Records from a data collection:
»»
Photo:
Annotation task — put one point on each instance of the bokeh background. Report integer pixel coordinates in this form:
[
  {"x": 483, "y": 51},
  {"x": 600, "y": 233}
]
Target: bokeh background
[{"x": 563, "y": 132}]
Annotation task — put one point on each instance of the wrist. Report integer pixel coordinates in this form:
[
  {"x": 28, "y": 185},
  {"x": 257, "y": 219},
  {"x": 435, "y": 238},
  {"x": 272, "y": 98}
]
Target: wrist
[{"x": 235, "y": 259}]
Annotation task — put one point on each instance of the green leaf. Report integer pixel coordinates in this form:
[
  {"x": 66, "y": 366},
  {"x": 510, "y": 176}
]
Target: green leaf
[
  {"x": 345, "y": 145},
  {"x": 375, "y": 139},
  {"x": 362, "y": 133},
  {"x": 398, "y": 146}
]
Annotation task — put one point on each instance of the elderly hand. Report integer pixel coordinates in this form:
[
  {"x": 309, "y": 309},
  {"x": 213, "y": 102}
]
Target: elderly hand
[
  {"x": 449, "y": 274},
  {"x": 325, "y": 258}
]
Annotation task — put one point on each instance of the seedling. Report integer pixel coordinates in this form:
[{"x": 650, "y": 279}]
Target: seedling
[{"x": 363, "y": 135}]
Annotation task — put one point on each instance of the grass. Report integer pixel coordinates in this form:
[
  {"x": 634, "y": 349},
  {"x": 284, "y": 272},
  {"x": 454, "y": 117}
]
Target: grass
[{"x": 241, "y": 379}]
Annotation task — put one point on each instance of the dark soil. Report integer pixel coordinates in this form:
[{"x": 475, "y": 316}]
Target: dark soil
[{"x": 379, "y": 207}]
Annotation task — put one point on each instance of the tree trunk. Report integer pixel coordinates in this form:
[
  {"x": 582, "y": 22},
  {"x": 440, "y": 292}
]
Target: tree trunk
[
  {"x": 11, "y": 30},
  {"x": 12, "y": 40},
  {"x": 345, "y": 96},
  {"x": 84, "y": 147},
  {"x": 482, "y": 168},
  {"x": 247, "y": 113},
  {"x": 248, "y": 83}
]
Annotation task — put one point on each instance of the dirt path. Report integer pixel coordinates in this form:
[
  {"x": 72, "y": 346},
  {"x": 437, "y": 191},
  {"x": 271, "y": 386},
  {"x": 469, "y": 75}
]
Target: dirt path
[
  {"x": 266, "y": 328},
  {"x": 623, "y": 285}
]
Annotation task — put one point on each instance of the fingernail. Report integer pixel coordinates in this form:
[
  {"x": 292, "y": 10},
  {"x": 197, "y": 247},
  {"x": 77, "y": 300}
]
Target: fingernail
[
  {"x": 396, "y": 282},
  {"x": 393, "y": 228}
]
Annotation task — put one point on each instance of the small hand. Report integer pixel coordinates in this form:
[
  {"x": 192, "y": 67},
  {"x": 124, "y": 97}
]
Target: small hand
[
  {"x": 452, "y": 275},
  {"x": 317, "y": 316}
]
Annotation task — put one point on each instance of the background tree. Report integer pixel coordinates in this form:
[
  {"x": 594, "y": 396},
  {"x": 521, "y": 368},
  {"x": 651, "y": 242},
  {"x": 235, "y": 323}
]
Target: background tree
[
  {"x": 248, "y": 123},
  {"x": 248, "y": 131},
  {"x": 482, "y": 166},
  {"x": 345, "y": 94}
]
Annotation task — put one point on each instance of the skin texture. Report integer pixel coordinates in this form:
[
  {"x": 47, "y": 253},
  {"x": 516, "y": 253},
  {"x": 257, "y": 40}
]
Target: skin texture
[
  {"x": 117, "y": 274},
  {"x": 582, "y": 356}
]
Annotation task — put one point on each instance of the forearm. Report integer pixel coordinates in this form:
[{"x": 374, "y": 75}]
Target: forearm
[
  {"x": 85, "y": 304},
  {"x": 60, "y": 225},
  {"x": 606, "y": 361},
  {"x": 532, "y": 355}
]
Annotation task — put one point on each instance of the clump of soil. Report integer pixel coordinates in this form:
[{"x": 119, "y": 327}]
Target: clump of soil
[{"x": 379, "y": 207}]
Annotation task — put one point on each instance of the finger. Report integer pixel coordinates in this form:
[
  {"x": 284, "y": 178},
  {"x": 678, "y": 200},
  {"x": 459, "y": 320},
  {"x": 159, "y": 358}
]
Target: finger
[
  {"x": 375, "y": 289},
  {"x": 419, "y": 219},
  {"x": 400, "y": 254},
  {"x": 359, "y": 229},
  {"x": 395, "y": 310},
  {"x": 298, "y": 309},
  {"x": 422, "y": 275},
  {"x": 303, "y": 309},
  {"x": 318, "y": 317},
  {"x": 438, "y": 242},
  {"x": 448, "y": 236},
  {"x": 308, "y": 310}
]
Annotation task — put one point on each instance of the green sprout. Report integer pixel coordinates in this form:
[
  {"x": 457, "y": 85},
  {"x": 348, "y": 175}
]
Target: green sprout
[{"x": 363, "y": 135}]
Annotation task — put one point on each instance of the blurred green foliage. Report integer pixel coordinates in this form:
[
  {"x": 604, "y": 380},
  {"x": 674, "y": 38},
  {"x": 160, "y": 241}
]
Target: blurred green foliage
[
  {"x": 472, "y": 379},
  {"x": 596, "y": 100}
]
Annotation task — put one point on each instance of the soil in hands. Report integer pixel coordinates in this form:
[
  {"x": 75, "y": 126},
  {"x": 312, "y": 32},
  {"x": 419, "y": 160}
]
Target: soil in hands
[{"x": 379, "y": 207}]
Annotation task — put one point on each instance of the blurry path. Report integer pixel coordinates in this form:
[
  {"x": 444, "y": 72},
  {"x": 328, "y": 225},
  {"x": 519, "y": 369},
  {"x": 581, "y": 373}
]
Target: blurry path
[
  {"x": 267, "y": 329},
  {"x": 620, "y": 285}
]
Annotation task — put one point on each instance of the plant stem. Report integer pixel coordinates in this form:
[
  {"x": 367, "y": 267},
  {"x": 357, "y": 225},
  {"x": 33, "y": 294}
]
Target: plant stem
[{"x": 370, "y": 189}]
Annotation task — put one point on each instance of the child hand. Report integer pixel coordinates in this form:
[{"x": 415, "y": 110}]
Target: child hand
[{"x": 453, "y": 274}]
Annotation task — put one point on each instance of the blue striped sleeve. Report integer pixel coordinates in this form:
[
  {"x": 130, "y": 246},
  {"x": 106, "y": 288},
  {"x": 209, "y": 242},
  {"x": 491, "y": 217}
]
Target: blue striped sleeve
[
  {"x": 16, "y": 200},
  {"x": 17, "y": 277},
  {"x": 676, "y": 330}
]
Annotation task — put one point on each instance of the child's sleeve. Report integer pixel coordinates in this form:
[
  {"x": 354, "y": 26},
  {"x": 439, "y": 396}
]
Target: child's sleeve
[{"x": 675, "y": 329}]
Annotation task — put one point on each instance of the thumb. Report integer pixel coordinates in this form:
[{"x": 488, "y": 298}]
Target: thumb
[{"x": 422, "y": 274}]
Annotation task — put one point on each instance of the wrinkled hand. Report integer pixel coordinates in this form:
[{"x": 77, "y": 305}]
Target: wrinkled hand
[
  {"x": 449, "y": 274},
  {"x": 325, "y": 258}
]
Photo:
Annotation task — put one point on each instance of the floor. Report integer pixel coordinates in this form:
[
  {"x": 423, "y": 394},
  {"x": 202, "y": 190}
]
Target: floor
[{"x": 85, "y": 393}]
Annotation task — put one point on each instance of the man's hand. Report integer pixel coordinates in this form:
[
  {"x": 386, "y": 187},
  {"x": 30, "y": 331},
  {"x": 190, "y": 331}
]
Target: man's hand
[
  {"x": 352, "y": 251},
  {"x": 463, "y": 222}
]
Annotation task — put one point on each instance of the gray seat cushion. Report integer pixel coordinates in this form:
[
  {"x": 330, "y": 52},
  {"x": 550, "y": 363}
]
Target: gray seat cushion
««
- What to do -
Repeat the data precisely, line by line.

- Task response -
Photo:
Annotation task — put one point on each instance of the bokeh background. Report integer pixel coordinates in this form:
[
  {"x": 483, "y": 51},
  {"x": 600, "y": 233}
]
Target: bokeh background
[{"x": 563, "y": 132}]
Annotation task — put one point on each instance of the wrist. Report integer pixel coordinates in this form:
[
  {"x": 28, "y": 185},
  {"x": 257, "y": 219},
  {"x": 435, "y": 238},
  {"x": 272, "y": 98}
]
Target: wrist
[{"x": 235, "y": 259}]
Annotation task — put one point on each instance of the green leaf. Report integer pixel coordinates in this form:
[
  {"x": 66, "y": 366},
  {"x": 510, "y": 176}
]
Target: green leaf
[
  {"x": 345, "y": 145},
  {"x": 375, "y": 139},
  {"x": 362, "y": 133},
  {"x": 398, "y": 146}
]
Annotation task — put one point on each instance of the elderly hand. Report integer pixel coordinates in this form:
[
  {"x": 309, "y": 309},
  {"x": 213, "y": 102}
]
Target: elderly hand
[
  {"x": 449, "y": 274},
  {"x": 325, "y": 258}
]
Annotation task — put one point on each instance of the seedling. Report integer pixel coordinates in this form:
[{"x": 650, "y": 279}]
Target: seedling
[{"x": 363, "y": 135}]
Annotation task — put one point on each instance of the grass. Report integer pixel coordinates in this form:
[
  {"x": 634, "y": 349},
  {"x": 284, "y": 272},
  {"x": 454, "y": 117}
]
Target: grass
[{"x": 241, "y": 379}]
Annotation task — put one point on each instance of the dark soil. Report integer pixel coordinates in this form:
[{"x": 475, "y": 316}]
Target: dark soil
[{"x": 379, "y": 207}]
Annotation task — put one point on each instance of the tree trunk. Report integer pixel coordinates in this form:
[
  {"x": 582, "y": 22},
  {"x": 440, "y": 292}
]
Target: tree trunk
[
  {"x": 11, "y": 30},
  {"x": 12, "y": 40},
  {"x": 345, "y": 96},
  {"x": 84, "y": 147},
  {"x": 482, "y": 168},
  {"x": 247, "y": 113},
  {"x": 248, "y": 83}
]
Annotation task — put one point on each instance of the dirt path. Report integer pixel coordinates in this form:
[
  {"x": 72, "y": 346},
  {"x": 437, "y": 191},
  {"x": 271, "y": 386},
  {"x": 469, "y": 75}
]
Target: dirt path
[
  {"x": 266, "y": 328},
  {"x": 623, "y": 285}
]
Annotation task — put one point on each instance of the fingernail. Report integer pixel coordinates in this form:
[
  {"x": 292, "y": 10},
  {"x": 197, "y": 247},
  {"x": 77, "y": 300}
]
Target: fingernail
[
  {"x": 396, "y": 282},
  {"x": 393, "y": 228}
]
Annotation task — put one point on each instance of the small hand. Report integer pixel coordinates in this form:
[
  {"x": 192, "y": 67},
  {"x": 124, "y": 97}
]
Target: small hand
[
  {"x": 452, "y": 275},
  {"x": 317, "y": 316}
]
Annotation task — put one point on each instance of the background tree. Report integer pixel coordinates in this form:
[
  {"x": 594, "y": 396},
  {"x": 521, "y": 368},
  {"x": 651, "y": 242},
  {"x": 235, "y": 323}
]
Target: background tree
[
  {"x": 248, "y": 123},
  {"x": 248, "y": 131},
  {"x": 482, "y": 166},
  {"x": 345, "y": 94}
]
Annotation task — put one point on each instance of the skin texture. Report integer pixel coordinates in this form:
[
  {"x": 47, "y": 253},
  {"x": 516, "y": 253},
  {"x": 257, "y": 40}
]
Target: skin texture
[
  {"x": 117, "y": 274},
  {"x": 582, "y": 356}
]
Annotation task — put one point on each instance of the forearm. Report integer pixel coordinates in this form:
[{"x": 374, "y": 75}]
Target: forearm
[
  {"x": 85, "y": 304},
  {"x": 60, "y": 225},
  {"x": 606, "y": 361},
  {"x": 532, "y": 355}
]
Annotation task — put one point on each instance of the clump of soil. Report integer pixel coordinates in this form:
[{"x": 119, "y": 327}]
Target: clump of soil
[{"x": 379, "y": 207}]
Annotation task — put one point on each instance of the finger. Report integer pixel coordinates in this form:
[
  {"x": 284, "y": 178},
  {"x": 678, "y": 200},
  {"x": 459, "y": 320},
  {"x": 159, "y": 358}
]
Target: finger
[
  {"x": 375, "y": 289},
  {"x": 419, "y": 219},
  {"x": 400, "y": 254},
  {"x": 359, "y": 229},
  {"x": 395, "y": 310},
  {"x": 298, "y": 309},
  {"x": 422, "y": 275},
  {"x": 303, "y": 309},
  {"x": 318, "y": 317},
  {"x": 438, "y": 242},
  {"x": 448, "y": 236},
  {"x": 308, "y": 310}
]
Annotation task — put one point on each instance of the green sprout. Report integer pixel coordinates in this form:
[
  {"x": 457, "y": 85},
  {"x": 348, "y": 175}
]
Target: green sprout
[{"x": 363, "y": 135}]
Annotation task — put one point on each instance of the blurred green foliage. Report integer pixel coordinates in this form:
[
  {"x": 604, "y": 380},
  {"x": 674, "y": 38},
  {"x": 160, "y": 241}
]
Target: blurred green foliage
[
  {"x": 472, "y": 379},
  {"x": 596, "y": 100}
]
Annotation task — put one point on each instance of the soil in hands. Report integer pixel coordinates in this form:
[
  {"x": 75, "y": 126},
  {"x": 312, "y": 32},
  {"x": 419, "y": 160}
]
Target: soil in hands
[{"x": 379, "y": 207}]
Annotation task — put one point on each instance of the blurry path. Report integer pixel coordinates in this form:
[
  {"x": 444, "y": 72},
  {"x": 328, "y": 225},
  {"x": 519, "y": 369},
  {"x": 581, "y": 373}
]
Target: blurry path
[
  {"x": 267, "y": 329},
  {"x": 620, "y": 285}
]
Annotation task — put one point on each instance of the plant stem. Report integer pixel coordinates in this form:
[
  {"x": 367, "y": 267},
  {"x": 357, "y": 225},
  {"x": 33, "y": 294}
]
Target: plant stem
[{"x": 370, "y": 189}]
Annotation task — put one point on each instance of the child hand. Report integer pixel coordinates in this form:
[{"x": 415, "y": 110}]
Target: child hand
[{"x": 453, "y": 274}]
Annotation task — put one point on each instance of the blue striped sleeve. Report integer pixel coordinates in this form:
[
  {"x": 130, "y": 246},
  {"x": 106, "y": 288},
  {"x": 209, "y": 242},
  {"x": 491, "y": 217}
]
Target: blue striped sleeve
[
  {"x": 16, "y": 200},
  {"x": 17, "y": 277},
  {"x": 676, "y": 330}
]
Annotation task — put one point on each instance of the child's sleeve. Report integer pixel coordinates in this form:
[
  {"x": 354, "y": 26},
  {"x": 439, "y": 396}
]
Target: child's sleeve
[{"x": 675, "y": 329}]
Annotation task — put one point on each instance of the thumb. Report integer pixel coordinates in this form:
[{"x": 488, "y": 298}]
Target: thumb
[{"x": 422, "y": 274}]
Annotation task — put one point on each instance of the wrinkled hand. Report integer pixel coordinates in this form:
[{"x": 77, "y": 305}]
Target: wrinkled hand
[
  {"x": 449, "y": 274},
  {"x": 325, "y": 258}
]
Photo:
Annotation task — put one point on each instance of the floor. Report integer pixel coordinates in this form:
[
  {"x": 423, "y": 394},
  {"x": 202, "y": 190}
]
Target: floor
[{"x": 85, "y": 393}]
Annotation task — put one point on each instance of the man's hand. Report integer pixel coordinates in this form:
[
  {"x": 386, "y": 187},
  {"x": 30, "y": 331},
  {"x": 190, "y": 331}
]
Target: man's hand
[
  {"x": 352, "y": 251},
  {"x": 463, "y": 222}
]
Annotation task — put one point on each instance of the gray seat cushion. Report integer pixel coordinates in this form:
[
  {"x": 330, "y": 52},
  {"x": 550, "y": 363}
]
Target: gray seat cushion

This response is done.